Page text:
>>>>

Our Team

CIPHER

J. Griffith Rollefson

Griff is a hip hop scholar and jazz bassist who serves as Professor of Music at University College Cork. Griff leads CIPHER and is founding co-editor of the journal Global Hip Hop Studies (with the University of Cape Town’s Adam Haupt). His books are 2017’s Flip The Script: European Hip Hop and the Politics of Postcoloniality (winner of the Society for Ethnomusicology’s Ruth Stone Book Prize) and 2021’s Critical Excess: Watch the Throne and the New Gilded Age

In addition to its musical power, Griff is interested in the mystical, metaphysical, and magical sides of hip hop knowledge.  He specializes in European and North American hip hop and his all-time top-three favorite tracks are: Black Sheep’s “The Choice is Yours”, Lauryn Hill’s “Everything is Everything,” and Roots Manuva’s “Colossal Insight”. 

Jason Ng

Jase is a bboy, beat-maker, videographer, researcher and general enthusiast of all things hip hop. Growing up in the breaking scene in Australia, he later moved onto video and music production, directing music videos for artists in Australia and Japan. He studied at Monash University where he did his PhD on Asia-Pacific hip hop exchanges and the cultural community leaders and intermediaries that connect the region. Offering a perspective from the cipher, Jase brings with him a practice-led collaborative approach to his research on everything from MPCs to footwork.

0phelia McCabe

0phelia is an underground hip hop MC, electronic music producer, improviser, poet, and educator known for her live performance quality. She has opened for and collaborated with a stream of national and international hip-hop artists since 1999 (Ice Cube, Tony Allen, Maverick Sabre, Sage Francis, Pharaohe Monch, De La Soul, and Ultramagnetic MCs among others). She has toured nationally and established meaningful creative bonds with hip hop artists all over Ireland. 0phelia has a Masters in music performance from C.I.T. Cork School of Music and has been facilitating youth expression through hip hop since 2007. 0phelia is fascinated by rhythm and freestyle, and is conducting research in ciphers across North America and Europe.

<<<<

Stored records:
>>>>

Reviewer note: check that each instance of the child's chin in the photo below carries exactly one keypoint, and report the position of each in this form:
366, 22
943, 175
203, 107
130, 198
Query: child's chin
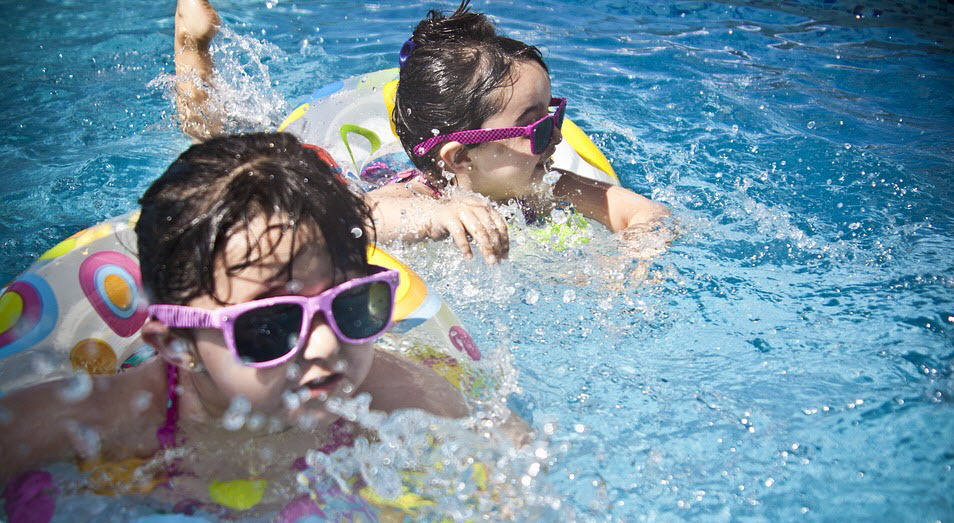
311, 418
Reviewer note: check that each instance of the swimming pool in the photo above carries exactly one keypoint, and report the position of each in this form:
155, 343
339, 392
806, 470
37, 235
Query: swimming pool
790, 357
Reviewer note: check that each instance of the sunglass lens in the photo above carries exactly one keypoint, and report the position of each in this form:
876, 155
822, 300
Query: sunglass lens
268, 333
363, 311
542, 134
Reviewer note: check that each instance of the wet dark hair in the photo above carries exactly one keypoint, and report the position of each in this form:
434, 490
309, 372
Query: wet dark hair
216, 188
449, 80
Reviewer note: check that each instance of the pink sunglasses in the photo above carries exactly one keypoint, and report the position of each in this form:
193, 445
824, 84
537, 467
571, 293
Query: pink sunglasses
540, 132
269, 332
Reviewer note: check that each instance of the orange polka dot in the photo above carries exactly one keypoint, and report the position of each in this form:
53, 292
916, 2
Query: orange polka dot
94, 356
118, 291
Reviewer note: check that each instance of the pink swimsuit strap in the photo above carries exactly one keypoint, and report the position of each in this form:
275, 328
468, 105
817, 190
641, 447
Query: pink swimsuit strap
413, 175
166, 434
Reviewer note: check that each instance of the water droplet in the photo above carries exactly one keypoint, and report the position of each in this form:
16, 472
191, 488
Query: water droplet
531, 297
76, 388
294, 286
291, 400
293, 372
255, 421
552, 177
43, 365
237, 413
569, 296
86, 439
141, 401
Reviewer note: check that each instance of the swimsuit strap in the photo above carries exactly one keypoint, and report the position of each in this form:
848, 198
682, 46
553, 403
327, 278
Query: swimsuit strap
529, 214
413, 175
166, 434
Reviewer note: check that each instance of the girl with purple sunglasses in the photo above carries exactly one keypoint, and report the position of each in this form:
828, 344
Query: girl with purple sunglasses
474, 110
254, 257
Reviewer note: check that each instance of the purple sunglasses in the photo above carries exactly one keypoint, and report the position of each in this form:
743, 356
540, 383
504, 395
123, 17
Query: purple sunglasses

<<<<

Tasks to carry out:
- a) From the Our Team page, quote the stretch from "Jase is a bboy, beat-maker, videographer, researcher" through "MPCs to footwork.".
- b) According to the Our Team page, at which university did Jason Ng do his PhD?

Answers in order:
- a)
Jase is a bboy, beat-maker, videographer, researcher and general enthusiast of all things hip hop. Growing up in the breaking scene in Australia, he later moved onto video and music production, directing music videos for artists in Australia and Japan. He studied at Monash University where he did his PhD on Asia-Pacific hip hop exchanges and the cultural community leaders and intermediaries that connect the region. Offering a perspective from the cipher, Jase brings with him a practice-led collaborative approach to his research on everything from MPCs to footwork.

- b) Monash University